> [What is needed] Please read the records below and return each line holding the string "every".

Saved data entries
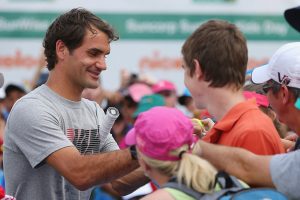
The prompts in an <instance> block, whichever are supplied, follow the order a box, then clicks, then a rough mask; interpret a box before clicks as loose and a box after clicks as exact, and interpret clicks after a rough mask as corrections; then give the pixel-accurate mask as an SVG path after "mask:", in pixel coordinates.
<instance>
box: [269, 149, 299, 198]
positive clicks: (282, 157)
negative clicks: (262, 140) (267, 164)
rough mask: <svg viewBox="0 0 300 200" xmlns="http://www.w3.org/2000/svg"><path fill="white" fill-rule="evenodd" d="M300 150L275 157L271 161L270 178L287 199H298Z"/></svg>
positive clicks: (275, 185) (280, 154)
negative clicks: (285, 195) (270, 178)
mask: <svg viewBox="0 0 300 200" xmlns="http://www.w3.org/2000/svg"><path fill="white" fill-rule="evenodd" d="M299 166H300V150H297V151H294V152H290V153H286V154H280V155H275V156H273V157H272V159H271V163H270V171H271V177H272V181H273V183H274V185H275V186H276V189H277V190H278V191H280V192H282V193H284V194H285V195H287V196H288V197H289V199H300V190H299V185H300V167H299Z"/></svg>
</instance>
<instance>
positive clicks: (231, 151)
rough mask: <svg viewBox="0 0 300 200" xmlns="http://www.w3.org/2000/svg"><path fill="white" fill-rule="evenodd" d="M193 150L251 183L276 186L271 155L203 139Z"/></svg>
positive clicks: (214, 164) (254, 183) (227, 171)
mask: <svg viewBox="0 0 300 200" xmlns="http://www.w3.org/2000/svg"><path fill="white" fill-rule="evenodd" d="M193 151H194V153H196V154H197V155H199V156H201V157H202V158H204V159H206V160H208V161H209V162H211V163H212V164H213V165H214V166H215V167H216V168H217V169H218V170H224V171H226V172H227V173H229V174H231V175H234V176H236V177H238V178H239V179H241V180H243V181H245V182H246V183H248V184H250V185H255V186H266V187H274V184H273V182H272V178H271V174H270V161H271V158H272V157H271V156H259V155H255V154H253V153H251V152H250V151H247V150H244V149H241V148H235V147H226V146H222V145H214V144H209V143H206V142H204V141H201V140H199V141H198V142H197V144H196V145H195V147H194V150H193Z"/></svg>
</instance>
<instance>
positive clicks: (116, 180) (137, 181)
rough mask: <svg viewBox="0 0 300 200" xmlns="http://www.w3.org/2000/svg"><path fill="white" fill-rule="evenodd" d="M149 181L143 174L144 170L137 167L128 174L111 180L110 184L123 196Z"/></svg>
mask: <svg viewBox="0 0 300 200" xmlns="http://www.w3.org/2000/svg"><path fill="white" fill-rule="evenodd" d="M149 181H150V180H149V178H148V177H146V176H145V175H144V171H143V170H142V169H141V168H138V169H136V170H135V171H133V172H131V173H130V174H128V175H126V176H124V177H122V178H119V179H117V180H114V181H112V182H111V186H112V189H113V190H115V191H116V192H118V194H119V195H120V196H125V195H127V194H130V193H131V192H133V191H135V190H136V189H137V188H139V187H141V186H143V185H145V184H146V183H148V182H149Z"/></svg>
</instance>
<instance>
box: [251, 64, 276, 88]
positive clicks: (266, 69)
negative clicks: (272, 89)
mask: <svg viewBox="0 0 300 200" xmlns="http://www.w3.org/2000/svg"><path fill="white" fill-rule="evenodd" d="M269 71H270V69H269V66H268V65H263V66H261V67H257V68H255V69H254V70H253V71H252V75H251V80H252V82H253V83H255V84H261V83H264V82H267V81H268V80H270V79H271V77H270V72H269Z"/></svg>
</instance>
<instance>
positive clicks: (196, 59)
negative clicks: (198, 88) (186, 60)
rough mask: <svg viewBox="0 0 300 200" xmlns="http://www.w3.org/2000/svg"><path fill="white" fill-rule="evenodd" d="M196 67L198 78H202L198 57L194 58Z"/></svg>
mask: <svg viewBox="0 0 300 200" xmlns="http://www.w3.org/2000/svg"><path fill="white" fill-rule="evenodd" d="M193 63H194V67H195V75H196V78H197V79H201V78H202V77H203V73H202V69H201V66H200V63H199V62H198V60H197V59H194V60H193Z"/></svg>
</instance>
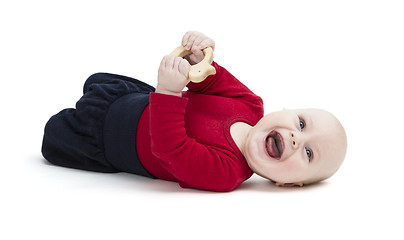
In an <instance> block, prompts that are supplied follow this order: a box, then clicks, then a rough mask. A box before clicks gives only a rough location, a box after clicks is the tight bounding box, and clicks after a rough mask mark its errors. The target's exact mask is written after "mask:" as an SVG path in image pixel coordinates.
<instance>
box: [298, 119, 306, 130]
mask: <svg viewBox="0 0 404 240" xmlns="http://www.w3.org/2000/svg"><path fill="white" fill-rule="evenodd" d="M299 124H300V131H303V128H304V127H306V123H305V122H304V121H303V120H302V119H300V120H299Z"/></svg>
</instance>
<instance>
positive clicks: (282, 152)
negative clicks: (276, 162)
mask: <svg viewBox="0 0 404 240" xmlns="http://www.w3.org/2000/svg"><path fill="white" fill-rule="evenodd" d="M265 147H266V150H267V152H268V154H269V156H271V157H272V158H275V159H278V160H279V159H280V158H281V156H282V153H283V149H284V145H283V138H282V136H281V135H280V134H279V133H278V132H276V131H271V132H270V133H269V134H268V136H267V138H266V140H265Z"/></svg>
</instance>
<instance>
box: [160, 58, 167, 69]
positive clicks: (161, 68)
mask: <svg viewBox="0 0 404 240" xmlns="http://www.w3.org/2000/svg"><path fill="white" fill-rule="evenodd" d="M166 59H167V56H164V57H163V58H162V59H161V62H160V67H159V69H162V68H165V67H166Z"/></svg>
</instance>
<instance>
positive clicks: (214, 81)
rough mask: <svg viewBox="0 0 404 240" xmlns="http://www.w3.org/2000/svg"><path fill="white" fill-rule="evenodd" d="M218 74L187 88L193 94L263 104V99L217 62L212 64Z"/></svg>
mask: <svg viewBox="0 0 404 240" xmlns="http://www.w3.org/2000/svg"><path fill="white" fill-rule="evenodd" d="M212 66H214V67H215V69H216V74H215V75H211V76H208V77H207V78H206V79H205V80H204V81H202V82H200V83H193V82H190V83H189V84H188V85H187V87H188V89H189V90H190V91H192V92H197V93H201V94H207V95H218V96H222V97H227V98H241V99H243V100H245V101H248V102H251V103H258V104H262V99H261V98H260V97H258V96H257V95H255V94H254V93H253V92H252V91H251V90H250V89H248V88H247V87H246V86H245V85H244V84H243V83H241V82H240V81H239V80H238V79H237V78H236V77H234V76H233V75H232V74H231V73H230V72H228V71H227V70H226V69H225V68H224V67H222V66H220V65H219V64H217V63H216V62H213V63H212Z"/></svg>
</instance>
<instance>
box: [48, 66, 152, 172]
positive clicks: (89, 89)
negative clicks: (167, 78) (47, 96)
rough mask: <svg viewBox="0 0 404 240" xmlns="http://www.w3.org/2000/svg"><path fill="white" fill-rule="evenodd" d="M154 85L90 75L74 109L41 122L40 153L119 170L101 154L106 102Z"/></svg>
mask: <svg viewBox="0 0 404 240" xmlns="http://www.w3.org/2000/svg"><path fill="white" fill-rule="evenodd" d="M139 91H140V92H142V93H143V92H144V93H148V92H151V91H154V88H153V87H151V86H149V85H148V84H146V83H143V82H141V81H139V80H137V79H133V78H129V77H125V76H121V75H116V74H109V73H96V74H93V75H91V76H90V77H89V78H88V79H87V81H86V83H85V85H84V95H83V96H82V98H81V99H80V100H79V101H78V102H77V103H76V109H74V108H68V109H64V110H62V111H61V112H59V113H58V114H56V115H54V116H53V117H51V118H50V119H49V121H48V122H47V124H46V126H45V132H44V137H43V143H42V154H43V156H44V158H45V159H47V160H48V161H49V162H51V163H53V164H55V165H59V166H63V167H69V168H75V169H82V170H90V171H96V172H119V171H122V170H119V169H116V168H115V167H114V166H112V165H111V164H110V163H109V162H108V160H107V159H106V156H105V148H104V137H103V128H104V121H105V118H106V114H107V112H108V110H109V107H110V105H111V104H112V103H113V102H115V101H116V100H117V99H119V98H121V97H122V96H125V95H127V94H130V93H136V92H139Z"/></svg>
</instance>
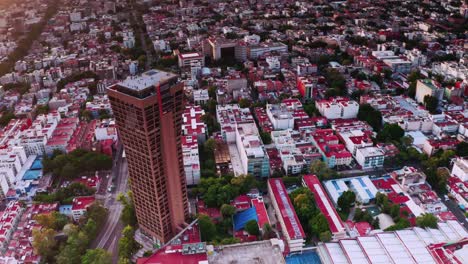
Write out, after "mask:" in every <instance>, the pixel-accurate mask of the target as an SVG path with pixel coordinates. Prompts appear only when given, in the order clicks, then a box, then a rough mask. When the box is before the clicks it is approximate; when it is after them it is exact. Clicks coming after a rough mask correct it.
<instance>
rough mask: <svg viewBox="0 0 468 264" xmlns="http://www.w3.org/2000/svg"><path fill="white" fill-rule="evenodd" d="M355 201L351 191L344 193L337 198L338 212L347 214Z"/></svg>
mask: <svg viewBox="0 0 468 264" xmlns="http://www.w3.org/2000/svg"><path fill="white" fill-rule="evenodd" d="M355 201H356V194H355V193H354V192H353V191H350V190H348V191H345V192H343V193H342V194H341V195H340V197H339V198H338V202H337V204H338V207H339V209H340V211H342V212H345V213H349V210H350V209H351V206H353V205H354V202H355Z"/></svg>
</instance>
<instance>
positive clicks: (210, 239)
mask: <svg viewBox="0 0 468 264" xmlns="http://www.w3.org/2000/svg"><path fill="white" fill-rule="evenodd" d="M198 226H199V227H200V234H201V240H202V241H205V242H208V241H212V240H213V239H214V238H215V237H216V226H215V224H214V223H213V221H211V219H210V218H209V217H208V216H206V215H200V216H199V217H198Z"/></svg>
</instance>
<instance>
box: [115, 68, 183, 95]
mask: <svg viewBox="0 0 468 264" xmlns="http://www.w3.org/2000/svg"><path fill="white" fill-rule="evenodd" d="M176 76H177V75H175V74H173V73H170V72H164V71H160V70H149V71H147V72H144V73H142V74H141V75H140V76H129V77H127V79H125V80H123V81H121V82H120V83H118V85H120V86H122V87H125V88H128V89H132V90H136V91H140V90H144V89H146V88H148V87H150V86H153V85H156V84H158V83H161V82H162V81H165V80H167V79H170V78H172V77H176Z"/></svg>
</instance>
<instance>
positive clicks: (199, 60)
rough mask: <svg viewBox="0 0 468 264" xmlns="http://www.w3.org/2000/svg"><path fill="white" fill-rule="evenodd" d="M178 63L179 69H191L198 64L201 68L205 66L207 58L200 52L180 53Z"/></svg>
mask: <svg viewBox="0 0 468 264" xmlns="http://www.w3.org/2000/svg"><path fill="white" fill-rule="evenodd" d="M178 61H179V68H185V67H190V65H192V64H194V63H198V64H199V65H200V66H201V67H204V66H205V56H203V54H201V53H198V52H193V53H179V56H178Z"/></svg>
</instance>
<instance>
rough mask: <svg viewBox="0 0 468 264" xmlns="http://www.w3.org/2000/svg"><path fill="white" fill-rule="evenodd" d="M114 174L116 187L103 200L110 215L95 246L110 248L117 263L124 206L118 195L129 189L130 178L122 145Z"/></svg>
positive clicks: (106, 195) (104, 247)
mask: <svg viewBox="0 0 468 264" xmlns="http://www.w3.org/2000/svg"><path fill="white" fill-rule="evenodd" d="M112 176H113V177H114V178H115V185H116V188H115V190H114V191H113V192H112V193H108V194H106V195H105V198H104V199H103V201H102V202H103V205H104V206H105V207H106V208H108V210H109V215H108V217H107V219H106V222H105V224H104V226H103V229H102V230H101V232H100V233H99V235H98V237H97V238H96V240H95V241H94V243H93V248H103V249H106V250H108V251H109V252H111V253H112V255H113V263H117V261H118V241H119V238H120V235H121V232H122V229H123V225H122V223H120V214H121V212H122V208H123V206H122V205H121V204H120V203H119V202H118V201H117V195H118V194H119V193H125V192H126V191H127V180H128V167H127V160H126V159H125V158H122V147H121V146H119V149H118V151H117V154H116V157H115V159H114V167H113V168H112ZM110 184H112V181H109V184H108V186H110Z"/></svg>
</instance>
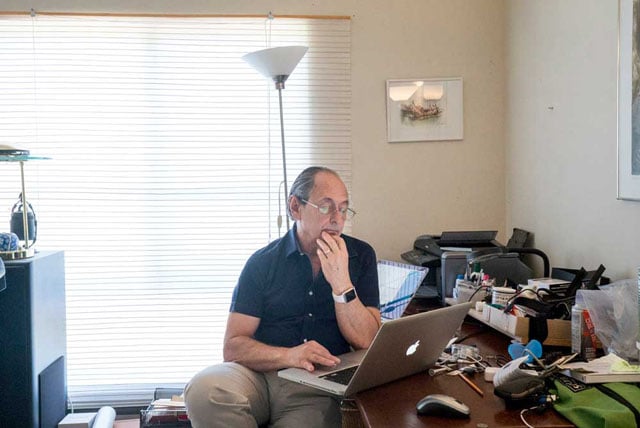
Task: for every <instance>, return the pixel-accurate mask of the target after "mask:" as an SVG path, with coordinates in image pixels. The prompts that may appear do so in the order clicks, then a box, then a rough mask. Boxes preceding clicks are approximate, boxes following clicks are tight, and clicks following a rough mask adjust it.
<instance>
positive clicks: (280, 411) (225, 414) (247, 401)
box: [185, 363, 341, 428]
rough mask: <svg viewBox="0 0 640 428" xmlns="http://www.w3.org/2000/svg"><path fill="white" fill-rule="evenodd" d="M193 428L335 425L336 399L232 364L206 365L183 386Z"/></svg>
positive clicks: (276, 378) (294, 427) (335, 412)
mask: <svg viewBox="0 0 640 428" xmlns="http://www.w3.org/2000/svg"><path fill="white" fill-rule="evenodd" d="M185 403H186V406H187V411H188V413H189V419H190V420H191V424H192V426H193V427H194V428H214V427H224V428H236V427H240V428H244V427H247V428H254V427H258V426H260V427H263V426H268V427H273V428H299V427H305V428H306V427H309V428H323V427H327V428H329V427H331V428H338V427H340V426H341V416H340V399H338V398H336V397H333V396H331V395H329V394H326V393H323V392H322V391H319V390H316V389H313V388H309V387H306V386H304V385H299V384H296V383H294V382H291V381H288V380H285V379H281V378H279V377H278V375H277V373H276V372H269V373H258V372H255V371H253V370H250V369H247V368H246V367H244V366H241V365H240V364H236V363H222V364H218V365H214V366H211V367H208V368H206V369H204V370H202V371H201V372H199V373H198V374H196V375H195V376H194V377H193V379H191V381H190V382H189V384H188V385H187V386H186V388H185Z"/></svg>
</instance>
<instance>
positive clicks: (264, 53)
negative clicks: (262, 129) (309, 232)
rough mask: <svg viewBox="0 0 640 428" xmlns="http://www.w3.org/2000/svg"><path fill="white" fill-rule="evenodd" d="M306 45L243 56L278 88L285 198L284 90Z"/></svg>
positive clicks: (285, 161)
mask: <svg viewBox="0 0 640 428" xmlns="http://www.w3.org/2000/svg"><path fill="white" fill-rule="evenodd" d="M307 49H308V48H307V47H306V46H281V47H277V48H269V49H263V50H260V51H255V52H251V53H248V54H246V55H244V56H243V57H242V59H243V60H245V61H246V62H247V63H248V64H249V65H251V66H252V67H253V68H254V69H256V70H257V71H258V72H260V74H262V75H263V76H265V77H267V78H269V79H272V80H273V81H274V82H275V84H276V89H277V90H278V102H279V105H280V141H281V143H282V175H283V177H284V199H285V202H286V200H287V198H288V197H289V191H288V189H287V157H286V154H285V145H284V119H283V115H282V90H283V89H284V82H285V81H286V80H287V78H288V77H289V76H290V75H291V73H292V72H293V70H294V69H295V68H296V66H297V65H298V63H299V62H300V60H301V59H302V57H303V56H304V54H305V53H307ZM285 217H286V218H287V230H289V216H288V215H285Z"/></svg>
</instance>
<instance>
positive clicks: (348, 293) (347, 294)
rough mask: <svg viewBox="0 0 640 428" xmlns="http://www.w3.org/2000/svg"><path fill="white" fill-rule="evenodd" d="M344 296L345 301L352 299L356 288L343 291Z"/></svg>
mask: <svg viewBox="0 0 640 428" xmlns="http://www.w3.org/2000/svg"><path fill="white" fill-rule="evenodd" d="M344 298H345V300H346V301H347V303H348V302H350V301H352V300H353V299H355V298H356V290H355V289H354V288H352V289H351V290H349V291H347V292H346V293H344Z"/></svg>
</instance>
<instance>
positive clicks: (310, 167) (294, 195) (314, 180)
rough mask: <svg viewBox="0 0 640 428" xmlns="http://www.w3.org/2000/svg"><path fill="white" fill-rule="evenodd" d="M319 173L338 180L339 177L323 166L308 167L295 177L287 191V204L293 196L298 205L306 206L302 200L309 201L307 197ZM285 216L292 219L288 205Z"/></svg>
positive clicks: (288, 206)
mask: <svg viewBox="0 0 640 428" xmlns="http://www.w3.org/2000/svg"><path fill="white" fill-rule="evenodd" d="M320 172H326V173H329V174H333V175H335V176H336V177H338V178H340V175H338V173H337V172H335V171H334V170H332V169H331V168H327V167H325V166H310V167H308V168H306V169H305V170H304V171H302V172H301V173H300V175H298V177H296V179H295V181H294V182H293V184H292V185H291V189H290V190H289V197H288V198H287V202H289V201H290V200H291V198H292V197H294V196H295V197H296V198H298V200H299V201H300V203H302V204H303V205H304V204H306V202H303V201H302V200H303V199H304V200H305V201H307V200H309V195H310V194H311V191H312V190H313V186H314V184H315V179H316V174H318V173H320ZM287 214H288V215H289V218H292V216H291V210H290V208H289V204H288V203H287Z"/></svg>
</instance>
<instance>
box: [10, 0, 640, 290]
mask: <svg viewBox="0 0 640 428" xmlns="http://www.w3.org/2000/svg"><path fill="white" fill-rule="evenodd" d="M50 3H52V2H50V1H31V2H29V1H24V0H10V1H9V0H0V10H25V9H28V8H30V7H33V8H34V9H36V10H47V11H52V10H59V11H90V12H173V13H259V14H261V13H264V14H266V13H267V12H268V11H269V10H271V11H273V13H274V14H276V15H277V14H316V15H317V14H321V15H322V14H332V15H349V16H351V17H352V44H353V46H352V83H353V106H352V125H353V127H352V130H353V134H352V135H353V188H352V199H353V201H354V207H355V208H356V209H357V210H358V211H359V214H358V216H357V217H356V219H355V220H354V225H353V232H354V234H355V235H357V236H360V237H362V238H364V239H366V240H368V241H369V242H371V243H372V244H373V245H374V247H375V248H376V249H377V251H378V255H379V257H381V258H389V259H395V260H399V258H400V253H402V252H404V251H406V250H408V249H409V248H410V246H411V243H412V241H413V238H414V237H415V235H417V234H420V233H438V232H440V231H442V230H454V229H497V230H499V231H500V236H499V238H500V240H501V241H503V242H505V241H506V240H507V239H508V237H509V236H510V233H511V228H512V227H521V228H524V229H527V230H529V231H532V232H534V233H535V237H536V246H537V247H538V248H540V249H542V250H543V251H545V252H546V253H547V254H549V256H550V259H551V263H552V265H554V266H568V267H579V266H585V267H586V268H589V269H594V268H596V267H597V265H598V264H600V263H603V264H604V265H605V266H606V267H607V271H606V274H607V275H609V276H611V277H613V278H622V277H631V276H634V275H635V269H636V267H637V266H640V236H639V235H640V232H639V231H640V203H638V202H627V201H618V200H616V199H615V197H616V67H617V65H616V64H617V53H616V48H617V1H615V0H606V1H602V0H564V1H562V2H558V1H555V0H535V1H533V0H529V1H525V0H518V1H515V0H512V1H504V0H501V1H496V0H474V1H470V0H398V1H384V0H323V1H301V0H278V1H276V2H267V1H261V0H244V1H242V0H236V1H226V2H222V1H219V0H218V1H195V0H183V1H179V2H177V1H168V0H163V1H160V0H155V1H150V0H149V1H131V0H123V1H120V0H119V1H114V0H108V1H107V0H91V1H86V0H83V1H71V0H64V1H62V0H61V1H57V2H56V5H55V6H52V5H51V4H50ZM441 76H461V77H462V78H463V79H464V134H465V138H464V140H463V141H450V142H422V143H402V144H398V143H394V144H389V143H387V142H386V118H385V94H384V90H385V80H387V79H400V78H426V77H441Z"/></svg>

> [Result of the task]
Write out, after "mask:" in every <instance>, the pixel-accurate mask of the target as an SVG path with pixel coordinates. Prompts appear only when given, in the order clicks, then a box, then a rough mask. When the box is before the clicks it is approximate; when it is after them it is exact. Clicks coming after a rough mask correct it.
Task: for every <instance>, return the pixel-accurate mask of the target after "mask:" as an SVG path, with coordinates in image pixels. The prompts that may appear do so in the order clicks, then a box, then a rough mask. Boxes preceding clicks are approximate, boxes following clicks are tight, and clicks following a rough mask adjust it.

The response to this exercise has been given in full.